- [Exercise goal]
Copy out all of the data below exactly, so that no word differs from the original.
---- Source records
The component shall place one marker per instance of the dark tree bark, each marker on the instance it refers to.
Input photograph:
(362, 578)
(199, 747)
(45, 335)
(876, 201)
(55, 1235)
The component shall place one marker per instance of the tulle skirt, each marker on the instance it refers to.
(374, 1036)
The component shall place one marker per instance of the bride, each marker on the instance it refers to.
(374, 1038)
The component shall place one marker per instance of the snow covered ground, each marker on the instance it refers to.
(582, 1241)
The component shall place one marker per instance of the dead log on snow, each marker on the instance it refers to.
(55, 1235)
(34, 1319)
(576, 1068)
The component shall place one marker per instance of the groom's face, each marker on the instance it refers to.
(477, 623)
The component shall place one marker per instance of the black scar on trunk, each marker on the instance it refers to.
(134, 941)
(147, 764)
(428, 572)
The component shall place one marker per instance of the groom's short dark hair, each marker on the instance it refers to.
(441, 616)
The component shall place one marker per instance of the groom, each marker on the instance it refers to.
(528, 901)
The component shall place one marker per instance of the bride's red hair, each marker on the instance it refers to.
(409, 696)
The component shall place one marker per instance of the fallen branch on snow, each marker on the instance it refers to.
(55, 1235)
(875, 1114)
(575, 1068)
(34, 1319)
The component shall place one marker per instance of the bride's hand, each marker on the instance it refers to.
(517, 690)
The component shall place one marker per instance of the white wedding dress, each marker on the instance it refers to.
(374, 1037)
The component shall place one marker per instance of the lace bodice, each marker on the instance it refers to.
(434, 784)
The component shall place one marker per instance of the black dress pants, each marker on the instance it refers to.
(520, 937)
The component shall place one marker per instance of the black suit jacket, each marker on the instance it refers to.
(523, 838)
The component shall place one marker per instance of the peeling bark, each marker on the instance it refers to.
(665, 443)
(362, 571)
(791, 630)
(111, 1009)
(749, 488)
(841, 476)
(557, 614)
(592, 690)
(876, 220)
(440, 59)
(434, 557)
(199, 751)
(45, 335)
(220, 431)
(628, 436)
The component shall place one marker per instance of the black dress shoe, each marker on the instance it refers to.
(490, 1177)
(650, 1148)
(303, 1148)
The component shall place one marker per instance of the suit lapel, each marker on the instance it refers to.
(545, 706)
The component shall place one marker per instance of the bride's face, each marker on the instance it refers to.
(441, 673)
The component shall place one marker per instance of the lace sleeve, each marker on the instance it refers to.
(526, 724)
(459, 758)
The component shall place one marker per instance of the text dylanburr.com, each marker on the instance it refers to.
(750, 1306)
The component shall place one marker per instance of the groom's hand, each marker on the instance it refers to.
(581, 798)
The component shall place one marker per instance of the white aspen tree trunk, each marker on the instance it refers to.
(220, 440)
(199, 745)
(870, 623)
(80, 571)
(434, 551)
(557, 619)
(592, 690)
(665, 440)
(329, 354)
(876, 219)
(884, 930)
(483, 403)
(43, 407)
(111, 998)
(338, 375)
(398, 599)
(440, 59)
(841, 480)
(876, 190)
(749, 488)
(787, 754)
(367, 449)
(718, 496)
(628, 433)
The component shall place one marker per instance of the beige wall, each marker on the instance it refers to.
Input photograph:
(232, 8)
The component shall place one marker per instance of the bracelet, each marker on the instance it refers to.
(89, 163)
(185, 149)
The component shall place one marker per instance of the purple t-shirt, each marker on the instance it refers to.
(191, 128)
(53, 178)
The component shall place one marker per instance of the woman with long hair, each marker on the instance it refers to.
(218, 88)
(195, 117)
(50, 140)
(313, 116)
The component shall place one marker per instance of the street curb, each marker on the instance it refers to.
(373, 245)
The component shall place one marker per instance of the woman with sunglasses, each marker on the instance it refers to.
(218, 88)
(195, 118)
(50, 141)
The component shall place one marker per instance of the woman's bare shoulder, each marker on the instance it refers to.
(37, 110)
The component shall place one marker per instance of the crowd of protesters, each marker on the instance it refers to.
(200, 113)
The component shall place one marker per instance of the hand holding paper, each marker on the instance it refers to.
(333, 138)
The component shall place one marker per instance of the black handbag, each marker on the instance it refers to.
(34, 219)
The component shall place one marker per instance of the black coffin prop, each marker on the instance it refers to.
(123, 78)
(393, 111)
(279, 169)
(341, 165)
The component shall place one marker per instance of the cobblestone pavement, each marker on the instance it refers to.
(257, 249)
--------
- [Answer below]
The component shall place one marker per instance of the dark tree bark, each marker on the instance it refers to.
Input photograph:
(362, 578)
(199, 747)
(45, 335)
(876, 201)
(55, 1235)
The component shall place one marker per instance of the tulle skirt, each marker on the instance it refers to.
(374, 1036)
The component shall place one marker per instance of the bride, each marker on the instance it refers to.
(374, 1038)
The component shall place one marker per instance of the snow covered ground, each marker on the instance it refers to.
(582, 1241)
The component shall place one marker per instance of the dead log on snow, each marker on the instance it refers to.
(55, 1235)
(34, 1319)
(576, 1068)
The component shall place one marker per instance of the groom's face, each marker on the instance it refers to.
(477, 623)
The component shall place one marker per instance of the black scar on trunk, each marker on the instance it refers to.
(134, 941)
(147, 764)
(428, 572)
The component shall place one marker per instance of the groom's short dark hair, each marker on the instance it refers to.
(441, 616)
The component shall place one marker per instance of the groom, each marker on the instance it refers to.
(528, 901)
The component shall place one marker per instance of the bride's red hair, each marker on the instance it refers to.
(409, 696)
The component shall place one marker per instance of the fallen branch on snow, each marker on the instance it refers to.
(55, 1235)
(875, 1114)
(575, 1068)
(34, 1319)
The component shall place one marker per instance of the bride's hand, each marker on the instance it refers to.
(517, 690)
The component shall place one marker per instance of the white wedding dress, each marker on the instance it refers to.
(374, 1037)
The component shall place one marker per instance of the lace bodice, each marker on the instance it refers to.
(434, 784)
The component shall place one marker per instance of the black dress pants, each marker on the instance it refers to.
(520, 937)
The component shall place one marker per instance of the black suit jacket, each marker on the instance it refers to.
(523, 838)
The component shall place one marker per instance of the peeling bark, each marker on the instance it refers to.
(665, 443)
(362, 571)
(791, 630)
(111, 1009)
(749, 488)
(841, 476)
(557, 614)
(592, 690)
(876, 220)
(440, 59)
(434, 557)
(199, 751)
(45, 335)
(220, 431)
(628, 436)
The component shall place one marker per instance of the black dress shoe, each marker on the instance it refers to.
(490, 1177)
(650, 1148)
(303, 1148)
The component shall place one marker per instance of the suit lapel, each marker on the instance it refers to.
(545, 706)
The component shall place one marker per instance of the bride's face, each marker on the instance it refers to.
(441, 673)
The component shall place one marker per instance of the lace sleeve, each marker on the instance it refers to.
(526, 724)
(459, 758)
The component shall place one marker per instance of the text dylanburr.com, each marker on the instance it refers to.
(750, 1306)
The component shall place one marker per instance of the groom's hand, each marker on the instance it refers to.
(581, 798)
The component shall place one marker per instance of the white aspen tree trunk, each marker on the instance it refers to.
(220, 440)
(199, 745)
(870, 623)
(80, 571)
(434, 551)
(557, 619)
(592, 690)
(665, 440)
(329, 354)
(876, 219)
(884, 930)
(483, 403)
(43, 407)
(111, 998)
(338, 375)
(398, 599)
(440, 59)
(841, 480)
(876, 190)
(749, 488)
(787, 754)
(367, 449)
(718, 496)
(628, 433)
The component shall place one marker per instance of the beige wall, each marker on the instance it refers to.
Input photograph:
(232, 8)
The component shall place one marker per instance of the bracelet, each marker on the instance it refers to.
(89, 163)
(185, 149)
The component shall place one marker per instance of the purple t-shirt, each marker on the instance it refers to.
(191, 128)
(53, 178)
The component shall place one marker per instance of the woman with long hair, each marker on the instance it refers to.
(218, 88)
(195, 117)
(50, 140)
(313, 116)
The component shall place one marker per instance of the street curb, each marker on the instance it refers to.
(373, 245)
The component shall place one marker per instance of the woman with sunglasses, each marker on the instance it refers to.
(218, 88)
(195, 118)
(50, 141)
The component shall place one marker per instance of the woman's bare shoulder, each marker on the instance it refers to.
(37, 110)
The component shall place one marker per instance of the crowd of protesters, each marker on the instance it refers to.
(200, 113)
The component shall place one marker per instance of the hand holding paper, each marker on the instance it refers to.
(333, 138)
The component shall place one marker per instance of the black handbag, each marker on the instance it refers to.
(34, 219)
The component shall place one marker per instance of the black coffin prop, each marker on the instance it refers to.
(123, 78)
(393, 111)
(279, 169)
(341, 165)
The component shall place one marker per instance of the cobblestone pavement, each marker on the instance it refers to.
(257, 249)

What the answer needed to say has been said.